Exercise objective → Copy exactly the lines from the one containing "Target: large picture window" through the last line of the records, both included, and nothing more.

Items from a dataset:
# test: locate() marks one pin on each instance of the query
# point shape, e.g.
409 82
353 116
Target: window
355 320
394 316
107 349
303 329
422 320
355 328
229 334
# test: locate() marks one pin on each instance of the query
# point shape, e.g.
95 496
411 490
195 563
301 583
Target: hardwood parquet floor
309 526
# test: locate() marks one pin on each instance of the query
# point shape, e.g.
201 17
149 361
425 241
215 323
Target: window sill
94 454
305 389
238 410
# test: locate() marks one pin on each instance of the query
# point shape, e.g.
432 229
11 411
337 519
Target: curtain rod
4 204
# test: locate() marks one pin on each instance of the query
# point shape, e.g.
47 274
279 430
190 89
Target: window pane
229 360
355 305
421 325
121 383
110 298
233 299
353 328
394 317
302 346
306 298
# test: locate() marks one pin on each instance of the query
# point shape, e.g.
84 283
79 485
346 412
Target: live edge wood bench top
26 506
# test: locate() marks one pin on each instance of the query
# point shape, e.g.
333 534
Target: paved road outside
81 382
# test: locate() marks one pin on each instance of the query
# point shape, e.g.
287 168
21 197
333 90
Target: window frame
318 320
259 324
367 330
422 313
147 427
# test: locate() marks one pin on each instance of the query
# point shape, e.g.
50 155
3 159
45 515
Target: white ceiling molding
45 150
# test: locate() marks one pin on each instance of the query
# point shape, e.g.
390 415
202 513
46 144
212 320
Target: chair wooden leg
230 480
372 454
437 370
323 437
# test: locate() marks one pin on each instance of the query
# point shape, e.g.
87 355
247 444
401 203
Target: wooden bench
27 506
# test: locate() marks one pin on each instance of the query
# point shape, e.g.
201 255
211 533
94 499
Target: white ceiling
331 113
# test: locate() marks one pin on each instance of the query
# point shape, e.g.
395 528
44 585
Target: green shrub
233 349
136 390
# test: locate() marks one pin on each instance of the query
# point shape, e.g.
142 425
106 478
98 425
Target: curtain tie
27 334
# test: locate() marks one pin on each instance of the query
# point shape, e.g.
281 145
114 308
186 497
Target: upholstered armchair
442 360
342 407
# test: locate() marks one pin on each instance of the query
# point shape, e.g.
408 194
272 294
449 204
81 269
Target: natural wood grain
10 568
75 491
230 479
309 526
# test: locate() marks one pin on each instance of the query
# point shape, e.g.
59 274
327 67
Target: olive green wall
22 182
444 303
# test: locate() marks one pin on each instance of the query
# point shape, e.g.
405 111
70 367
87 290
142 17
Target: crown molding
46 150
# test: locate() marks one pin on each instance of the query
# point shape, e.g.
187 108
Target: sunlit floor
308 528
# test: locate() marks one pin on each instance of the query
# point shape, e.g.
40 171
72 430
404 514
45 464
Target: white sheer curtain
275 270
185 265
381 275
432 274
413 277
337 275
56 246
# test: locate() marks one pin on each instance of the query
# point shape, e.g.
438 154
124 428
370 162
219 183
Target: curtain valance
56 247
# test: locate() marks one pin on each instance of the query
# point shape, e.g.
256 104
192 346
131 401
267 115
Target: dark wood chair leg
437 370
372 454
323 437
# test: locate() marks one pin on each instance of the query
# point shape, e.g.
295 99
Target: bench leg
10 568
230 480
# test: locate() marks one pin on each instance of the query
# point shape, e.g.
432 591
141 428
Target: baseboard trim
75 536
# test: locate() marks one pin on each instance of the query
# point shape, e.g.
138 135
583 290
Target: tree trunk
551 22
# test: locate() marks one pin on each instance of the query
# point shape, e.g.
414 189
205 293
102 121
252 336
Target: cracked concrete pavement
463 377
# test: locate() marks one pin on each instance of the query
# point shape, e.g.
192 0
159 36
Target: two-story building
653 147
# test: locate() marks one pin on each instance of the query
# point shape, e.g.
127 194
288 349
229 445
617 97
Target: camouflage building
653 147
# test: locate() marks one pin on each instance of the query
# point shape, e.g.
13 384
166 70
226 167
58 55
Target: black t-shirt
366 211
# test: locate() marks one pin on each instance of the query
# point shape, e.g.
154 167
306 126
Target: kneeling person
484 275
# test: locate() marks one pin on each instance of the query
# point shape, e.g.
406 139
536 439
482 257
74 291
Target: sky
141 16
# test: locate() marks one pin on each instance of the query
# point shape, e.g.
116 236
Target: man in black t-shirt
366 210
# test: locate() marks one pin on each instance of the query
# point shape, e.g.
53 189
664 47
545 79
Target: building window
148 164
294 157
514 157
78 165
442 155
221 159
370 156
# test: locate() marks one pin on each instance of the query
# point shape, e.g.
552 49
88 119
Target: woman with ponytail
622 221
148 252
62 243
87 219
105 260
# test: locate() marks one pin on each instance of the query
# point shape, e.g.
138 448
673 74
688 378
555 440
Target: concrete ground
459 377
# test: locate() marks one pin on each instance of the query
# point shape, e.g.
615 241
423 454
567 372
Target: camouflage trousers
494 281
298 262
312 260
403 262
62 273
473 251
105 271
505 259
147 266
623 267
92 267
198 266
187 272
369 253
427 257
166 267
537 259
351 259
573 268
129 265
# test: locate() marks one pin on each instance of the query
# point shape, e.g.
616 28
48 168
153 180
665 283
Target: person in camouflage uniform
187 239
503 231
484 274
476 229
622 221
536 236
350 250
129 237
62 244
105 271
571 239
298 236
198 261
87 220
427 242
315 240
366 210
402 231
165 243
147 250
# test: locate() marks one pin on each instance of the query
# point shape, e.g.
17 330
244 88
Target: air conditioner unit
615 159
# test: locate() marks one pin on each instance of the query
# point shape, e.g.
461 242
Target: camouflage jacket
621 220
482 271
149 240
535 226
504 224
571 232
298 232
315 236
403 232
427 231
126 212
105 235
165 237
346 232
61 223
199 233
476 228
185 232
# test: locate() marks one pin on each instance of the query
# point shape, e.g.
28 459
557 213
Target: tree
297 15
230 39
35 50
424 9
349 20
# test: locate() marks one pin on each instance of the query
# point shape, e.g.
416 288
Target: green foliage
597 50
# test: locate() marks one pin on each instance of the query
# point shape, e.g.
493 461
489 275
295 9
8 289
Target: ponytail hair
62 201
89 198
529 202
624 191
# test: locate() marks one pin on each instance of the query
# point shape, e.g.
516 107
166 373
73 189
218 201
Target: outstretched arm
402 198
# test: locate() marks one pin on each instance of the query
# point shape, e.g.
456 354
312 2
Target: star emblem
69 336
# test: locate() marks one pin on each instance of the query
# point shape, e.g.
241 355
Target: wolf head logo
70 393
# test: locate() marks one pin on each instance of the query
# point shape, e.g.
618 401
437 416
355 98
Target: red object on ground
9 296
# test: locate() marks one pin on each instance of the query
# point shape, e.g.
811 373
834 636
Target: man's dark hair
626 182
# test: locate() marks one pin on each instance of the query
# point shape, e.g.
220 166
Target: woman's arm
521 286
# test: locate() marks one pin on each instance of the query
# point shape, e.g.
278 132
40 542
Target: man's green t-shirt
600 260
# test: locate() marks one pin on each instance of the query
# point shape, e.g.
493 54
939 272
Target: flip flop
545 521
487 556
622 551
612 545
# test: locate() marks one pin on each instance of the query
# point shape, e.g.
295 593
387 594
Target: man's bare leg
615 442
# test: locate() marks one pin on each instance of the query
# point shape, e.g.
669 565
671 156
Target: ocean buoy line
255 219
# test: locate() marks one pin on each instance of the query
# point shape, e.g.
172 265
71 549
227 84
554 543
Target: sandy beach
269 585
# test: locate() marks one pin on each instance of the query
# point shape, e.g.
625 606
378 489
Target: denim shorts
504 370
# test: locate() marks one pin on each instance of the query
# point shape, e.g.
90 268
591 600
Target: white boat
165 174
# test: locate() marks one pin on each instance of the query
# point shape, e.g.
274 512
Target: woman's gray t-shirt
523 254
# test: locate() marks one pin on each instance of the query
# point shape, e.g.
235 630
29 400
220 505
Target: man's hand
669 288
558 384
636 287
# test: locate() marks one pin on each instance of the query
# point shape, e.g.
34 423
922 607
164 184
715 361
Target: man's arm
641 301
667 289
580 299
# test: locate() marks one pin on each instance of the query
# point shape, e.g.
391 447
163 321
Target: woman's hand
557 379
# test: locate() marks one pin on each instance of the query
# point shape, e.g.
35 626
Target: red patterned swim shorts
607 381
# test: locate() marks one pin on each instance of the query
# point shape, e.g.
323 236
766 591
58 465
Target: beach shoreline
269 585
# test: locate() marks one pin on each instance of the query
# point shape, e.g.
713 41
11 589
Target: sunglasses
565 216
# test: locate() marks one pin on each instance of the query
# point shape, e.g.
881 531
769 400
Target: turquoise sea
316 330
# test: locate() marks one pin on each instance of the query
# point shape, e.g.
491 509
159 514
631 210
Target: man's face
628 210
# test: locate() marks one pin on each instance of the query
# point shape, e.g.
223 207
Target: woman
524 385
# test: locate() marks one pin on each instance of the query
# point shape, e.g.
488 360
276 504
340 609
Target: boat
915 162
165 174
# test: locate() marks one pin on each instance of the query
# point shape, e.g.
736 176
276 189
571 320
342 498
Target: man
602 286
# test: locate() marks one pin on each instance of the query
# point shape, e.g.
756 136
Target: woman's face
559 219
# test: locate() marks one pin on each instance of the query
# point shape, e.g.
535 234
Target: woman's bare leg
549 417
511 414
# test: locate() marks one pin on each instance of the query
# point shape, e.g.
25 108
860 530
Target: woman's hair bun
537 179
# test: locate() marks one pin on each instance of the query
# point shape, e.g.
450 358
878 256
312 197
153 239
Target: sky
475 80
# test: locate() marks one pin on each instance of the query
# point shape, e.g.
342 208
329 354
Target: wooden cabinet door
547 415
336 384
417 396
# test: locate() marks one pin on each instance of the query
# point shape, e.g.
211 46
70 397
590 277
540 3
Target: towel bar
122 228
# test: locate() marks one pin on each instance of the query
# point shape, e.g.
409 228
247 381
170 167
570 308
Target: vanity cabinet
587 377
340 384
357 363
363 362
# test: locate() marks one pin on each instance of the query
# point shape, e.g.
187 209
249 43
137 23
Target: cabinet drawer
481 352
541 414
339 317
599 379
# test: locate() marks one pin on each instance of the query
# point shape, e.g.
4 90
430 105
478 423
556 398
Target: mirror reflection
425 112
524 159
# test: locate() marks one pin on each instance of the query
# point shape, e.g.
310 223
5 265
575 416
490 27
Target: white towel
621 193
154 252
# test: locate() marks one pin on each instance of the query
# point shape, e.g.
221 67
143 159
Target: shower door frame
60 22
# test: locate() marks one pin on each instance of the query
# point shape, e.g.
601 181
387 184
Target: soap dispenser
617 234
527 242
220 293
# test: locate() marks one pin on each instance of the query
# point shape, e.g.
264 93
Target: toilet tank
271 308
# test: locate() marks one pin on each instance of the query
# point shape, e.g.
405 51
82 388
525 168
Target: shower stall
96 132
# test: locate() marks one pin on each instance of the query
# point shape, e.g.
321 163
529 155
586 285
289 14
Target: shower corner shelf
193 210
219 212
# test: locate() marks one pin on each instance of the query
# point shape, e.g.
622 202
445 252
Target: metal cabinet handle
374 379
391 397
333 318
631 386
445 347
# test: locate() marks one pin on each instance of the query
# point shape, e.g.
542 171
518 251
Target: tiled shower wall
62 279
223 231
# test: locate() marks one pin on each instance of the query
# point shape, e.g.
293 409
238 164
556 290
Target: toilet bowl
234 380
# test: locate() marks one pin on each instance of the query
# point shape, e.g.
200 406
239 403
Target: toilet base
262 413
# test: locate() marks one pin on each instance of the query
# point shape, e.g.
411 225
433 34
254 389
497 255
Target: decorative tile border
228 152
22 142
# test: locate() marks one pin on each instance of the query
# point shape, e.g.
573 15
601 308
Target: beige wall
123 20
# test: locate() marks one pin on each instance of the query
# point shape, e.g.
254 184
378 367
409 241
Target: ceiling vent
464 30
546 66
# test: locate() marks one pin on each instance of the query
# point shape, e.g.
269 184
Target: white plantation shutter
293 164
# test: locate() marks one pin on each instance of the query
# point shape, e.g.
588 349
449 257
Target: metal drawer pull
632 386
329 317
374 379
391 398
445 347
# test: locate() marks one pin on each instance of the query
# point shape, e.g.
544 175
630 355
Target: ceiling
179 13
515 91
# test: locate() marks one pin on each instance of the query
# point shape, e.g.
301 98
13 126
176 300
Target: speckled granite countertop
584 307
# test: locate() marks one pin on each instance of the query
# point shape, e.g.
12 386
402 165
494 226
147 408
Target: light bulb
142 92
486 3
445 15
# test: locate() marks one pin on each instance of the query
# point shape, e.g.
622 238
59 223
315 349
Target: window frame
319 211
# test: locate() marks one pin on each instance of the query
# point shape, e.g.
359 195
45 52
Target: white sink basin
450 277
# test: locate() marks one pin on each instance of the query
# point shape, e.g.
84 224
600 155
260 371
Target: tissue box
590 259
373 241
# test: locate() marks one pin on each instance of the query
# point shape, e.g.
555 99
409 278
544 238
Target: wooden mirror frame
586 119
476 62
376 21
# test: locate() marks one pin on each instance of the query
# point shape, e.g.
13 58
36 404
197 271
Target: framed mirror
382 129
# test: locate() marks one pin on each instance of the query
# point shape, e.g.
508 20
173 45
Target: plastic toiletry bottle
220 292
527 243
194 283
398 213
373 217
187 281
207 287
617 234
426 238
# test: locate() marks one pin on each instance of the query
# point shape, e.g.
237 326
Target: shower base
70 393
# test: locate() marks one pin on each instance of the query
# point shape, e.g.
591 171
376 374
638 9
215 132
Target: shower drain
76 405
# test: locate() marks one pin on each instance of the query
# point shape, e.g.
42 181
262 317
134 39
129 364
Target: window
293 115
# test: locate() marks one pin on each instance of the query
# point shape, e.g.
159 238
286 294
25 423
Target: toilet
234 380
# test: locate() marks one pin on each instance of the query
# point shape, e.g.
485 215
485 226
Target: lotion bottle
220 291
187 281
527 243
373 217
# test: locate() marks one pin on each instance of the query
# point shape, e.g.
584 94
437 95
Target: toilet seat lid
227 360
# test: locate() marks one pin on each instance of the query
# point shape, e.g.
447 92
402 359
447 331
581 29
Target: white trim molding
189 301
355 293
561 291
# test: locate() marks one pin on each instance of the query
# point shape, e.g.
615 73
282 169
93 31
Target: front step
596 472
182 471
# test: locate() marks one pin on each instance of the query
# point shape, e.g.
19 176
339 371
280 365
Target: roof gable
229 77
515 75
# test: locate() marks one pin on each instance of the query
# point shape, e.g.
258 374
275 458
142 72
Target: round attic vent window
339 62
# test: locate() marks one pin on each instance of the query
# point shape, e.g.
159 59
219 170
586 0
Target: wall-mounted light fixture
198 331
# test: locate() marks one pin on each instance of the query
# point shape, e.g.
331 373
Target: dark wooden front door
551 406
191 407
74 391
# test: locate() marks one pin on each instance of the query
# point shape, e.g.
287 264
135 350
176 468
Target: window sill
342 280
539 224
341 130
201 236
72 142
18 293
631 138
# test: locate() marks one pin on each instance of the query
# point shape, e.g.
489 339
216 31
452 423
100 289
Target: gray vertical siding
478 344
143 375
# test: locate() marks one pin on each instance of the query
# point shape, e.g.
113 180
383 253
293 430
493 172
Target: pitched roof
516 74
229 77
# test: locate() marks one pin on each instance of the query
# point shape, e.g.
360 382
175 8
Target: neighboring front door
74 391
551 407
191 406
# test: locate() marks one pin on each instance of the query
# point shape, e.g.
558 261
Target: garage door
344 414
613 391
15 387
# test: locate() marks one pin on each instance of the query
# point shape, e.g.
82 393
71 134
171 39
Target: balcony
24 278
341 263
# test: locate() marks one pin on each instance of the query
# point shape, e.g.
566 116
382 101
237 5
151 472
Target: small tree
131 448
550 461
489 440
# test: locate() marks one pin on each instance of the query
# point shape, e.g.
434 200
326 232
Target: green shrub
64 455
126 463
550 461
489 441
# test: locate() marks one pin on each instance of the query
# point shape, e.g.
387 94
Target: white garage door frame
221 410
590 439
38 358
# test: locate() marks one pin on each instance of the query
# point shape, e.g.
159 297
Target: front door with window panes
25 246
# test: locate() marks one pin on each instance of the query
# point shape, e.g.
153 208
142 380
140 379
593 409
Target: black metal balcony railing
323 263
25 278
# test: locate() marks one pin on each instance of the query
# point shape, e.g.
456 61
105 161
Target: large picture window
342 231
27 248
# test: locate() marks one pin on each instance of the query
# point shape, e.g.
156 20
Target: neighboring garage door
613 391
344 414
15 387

Response to the exercise →
Target: large picture window
342 231
27 248
# test: locate() marks one pin on each instance of the query
# point shape, e.g.
156 20
Target: neighboring garage door
613 391
344 414
15 387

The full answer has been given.